OBJECTIVE:
Resume the court opinion below on the denied request for a court reporter, picking up right after its final sentence.

──────── SUPPLIED PASSAGE ────────

Summary
In McAlister v. McAlister, 14 N.C. App. 159, 187 S.E.2d 449, cert. denied, 281 N.C. 315, 188 S.E.2d 898 (1972), a case in which defendant argued that the trial court erred in denying his motion to have the proceedings recorded by a court reporter, this Court held that the moving party must show that failure to record the judicial proceedings prejudiced him in some way.
Summary of this case from Miller v. MillerOpinion
No. 7219DC103
Filed 29 March 1972
Divorce and Alimony 18 — subsistence pendente lite — hearing — denial of court reporter Defendant has shown no prejudice by the denial of his motion for an official court reporter to record the hearing in district court on plaintiff's motion for subsistence and counsel fees pendente lite.
APPEAL by defendant from Hammond, District Judge, 27 August 1971 Session of District Court held in RANDOLPH County.
No counsel for plaintiff appellee.
Ottway Burton for defendant appellant.
The plaintiff brought this civil action against her husband, the defendant, for alimony without a divorce, counsel fees, custody of the minor children of plaintiff and subsistence for the minor children, possession of a residence owned by plaintiff and defendant as tenants by the entirety, and possession of an automobile owned by defendant. In this proceeding she moved for similar relief pendente lite and a hearing was held on this motion.
Prior to the introduction of any evidence at the hearing the defendant moved for an official court reporter to take the record and further moved for a continuance if a court reporter was not available. The trial judge denied both motions.
The matter was heard before the Judge on affidavit and the oral testimony of witnesses.
The trial court found in favor of the plaintiff and awarded child support, alimony pendente lite, counsel fees, possession of the residence, and possession of the automobile.
From the order of the trial court, the defendant appeals.
The only issue raised in this Court is whether it was error for the trial judge to deny defendant's motion to have the record taken by an official court reporter.
The defendant argues that it was error to deny his motion for a reporter and that the absence of a reporter impaired his right of appeal.

──────── DATASET EXTRACT ────────

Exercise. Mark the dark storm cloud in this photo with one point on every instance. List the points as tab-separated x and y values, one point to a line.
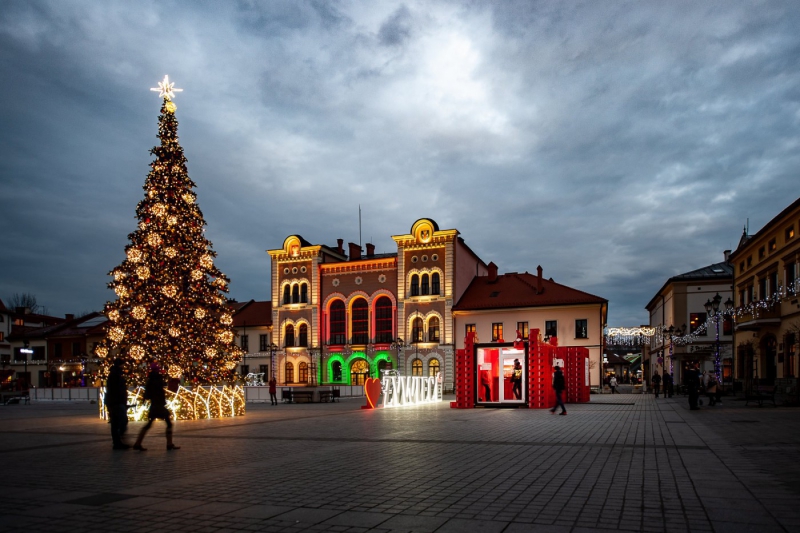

────────

THE REPLY:
The North Carolina General Statutes require only that "[c]ourt-reporting personnel shall be utilized, if available, for the reporting of civil trials in the district court." G.S. 7A-198 (emphasis added). If a reporter is not available in any county, other means may be employed to take the testimony. Ibid. The defendant made no motion that any other means be employed when his motion for a court reporter was denied.
There are no cases on this point in North Carolina. Other jurisdictions have, however, held that it is not error for the trial judge to fail to appoint a stenographer to take down the testimony where no stenographer is available. Lindsey v. Caston, 118 S.W.2d 843, Tex. Civ. App. (1938); Universal Life Ins. Co. v. Larremore, 32 S.W.2d 964, Tex. Civ. App. (1930). If the case is one in which a court reporter's services can be dispensed with without prejudice, and no reporter can be found, it is not error to refuse a motion for the services of a reporter. 53 Am. Jur., Trial, 30; Frost v. Witter, 132 Cal. 421, 64 P. 705 (1901).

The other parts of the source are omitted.